[Rows of box annotation data]

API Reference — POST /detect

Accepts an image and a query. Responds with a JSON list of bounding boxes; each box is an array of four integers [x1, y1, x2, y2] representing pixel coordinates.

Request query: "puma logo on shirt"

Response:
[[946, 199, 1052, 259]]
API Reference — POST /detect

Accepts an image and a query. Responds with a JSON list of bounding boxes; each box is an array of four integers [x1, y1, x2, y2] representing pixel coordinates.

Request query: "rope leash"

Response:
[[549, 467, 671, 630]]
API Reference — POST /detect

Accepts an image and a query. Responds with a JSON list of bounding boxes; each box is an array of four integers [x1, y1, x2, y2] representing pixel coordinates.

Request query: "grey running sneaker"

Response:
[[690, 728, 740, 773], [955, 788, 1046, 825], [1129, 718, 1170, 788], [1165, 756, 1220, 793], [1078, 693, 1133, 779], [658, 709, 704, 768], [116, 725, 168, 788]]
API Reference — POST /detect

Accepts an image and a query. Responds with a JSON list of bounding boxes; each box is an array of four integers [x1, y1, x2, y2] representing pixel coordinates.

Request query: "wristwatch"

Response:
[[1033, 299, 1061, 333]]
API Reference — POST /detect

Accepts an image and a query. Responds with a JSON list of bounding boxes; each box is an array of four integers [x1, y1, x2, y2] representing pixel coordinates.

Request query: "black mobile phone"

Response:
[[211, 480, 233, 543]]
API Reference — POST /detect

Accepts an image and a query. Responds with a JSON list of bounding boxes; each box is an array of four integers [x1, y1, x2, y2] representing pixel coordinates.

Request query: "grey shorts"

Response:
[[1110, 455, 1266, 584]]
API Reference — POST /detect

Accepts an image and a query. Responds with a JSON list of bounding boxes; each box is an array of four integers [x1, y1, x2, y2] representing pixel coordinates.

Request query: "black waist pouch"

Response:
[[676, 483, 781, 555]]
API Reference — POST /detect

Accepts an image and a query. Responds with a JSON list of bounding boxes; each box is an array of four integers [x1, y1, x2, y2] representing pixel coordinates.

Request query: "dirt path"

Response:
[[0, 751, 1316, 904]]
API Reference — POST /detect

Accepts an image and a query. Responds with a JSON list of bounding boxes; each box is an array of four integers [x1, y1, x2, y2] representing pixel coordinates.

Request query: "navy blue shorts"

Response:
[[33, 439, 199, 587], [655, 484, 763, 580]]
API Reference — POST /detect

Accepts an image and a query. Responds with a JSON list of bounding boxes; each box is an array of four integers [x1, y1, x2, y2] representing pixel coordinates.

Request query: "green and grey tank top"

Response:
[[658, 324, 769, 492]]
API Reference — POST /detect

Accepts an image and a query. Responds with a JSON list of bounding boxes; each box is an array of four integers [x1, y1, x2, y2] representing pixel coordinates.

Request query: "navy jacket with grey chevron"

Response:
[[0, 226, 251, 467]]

...

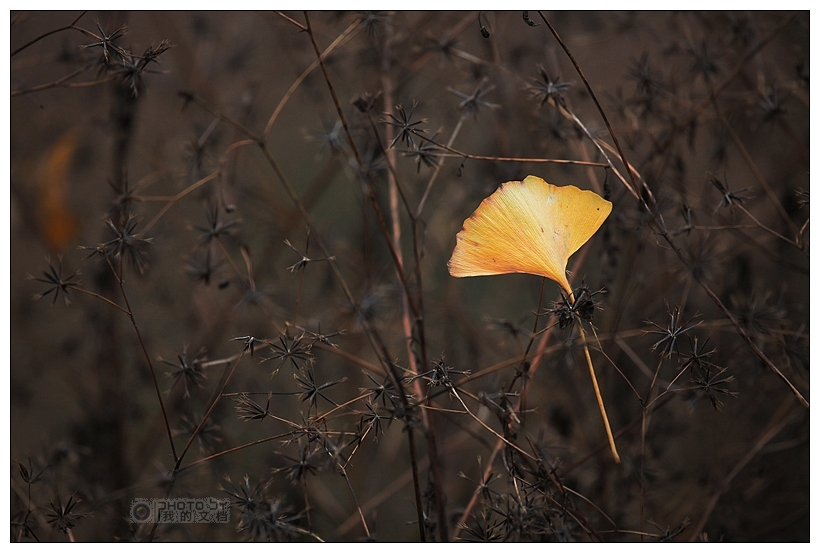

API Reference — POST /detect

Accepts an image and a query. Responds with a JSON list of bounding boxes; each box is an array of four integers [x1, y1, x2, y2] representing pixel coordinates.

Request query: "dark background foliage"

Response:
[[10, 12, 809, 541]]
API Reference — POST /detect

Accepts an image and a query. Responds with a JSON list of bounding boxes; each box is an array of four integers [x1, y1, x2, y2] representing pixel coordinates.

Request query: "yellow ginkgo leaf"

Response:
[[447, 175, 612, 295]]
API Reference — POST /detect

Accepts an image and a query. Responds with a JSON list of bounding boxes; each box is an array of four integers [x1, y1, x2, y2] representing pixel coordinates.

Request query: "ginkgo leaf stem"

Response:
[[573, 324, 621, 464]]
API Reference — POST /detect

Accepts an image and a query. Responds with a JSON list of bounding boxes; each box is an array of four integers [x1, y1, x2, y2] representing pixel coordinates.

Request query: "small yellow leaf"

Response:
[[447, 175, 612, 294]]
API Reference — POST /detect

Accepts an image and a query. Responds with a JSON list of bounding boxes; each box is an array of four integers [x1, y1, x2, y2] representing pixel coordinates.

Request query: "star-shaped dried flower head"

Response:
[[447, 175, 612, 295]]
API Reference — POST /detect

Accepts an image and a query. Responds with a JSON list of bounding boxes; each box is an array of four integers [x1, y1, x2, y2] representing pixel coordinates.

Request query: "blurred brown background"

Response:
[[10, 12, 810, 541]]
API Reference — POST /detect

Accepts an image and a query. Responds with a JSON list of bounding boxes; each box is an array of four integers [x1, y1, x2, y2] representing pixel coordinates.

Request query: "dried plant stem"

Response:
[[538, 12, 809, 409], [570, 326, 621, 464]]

◆ Given request
State the number of lines in the items above that contain the string "navy", treating case as significant. Give only the number.

◆ Solution to this problem
2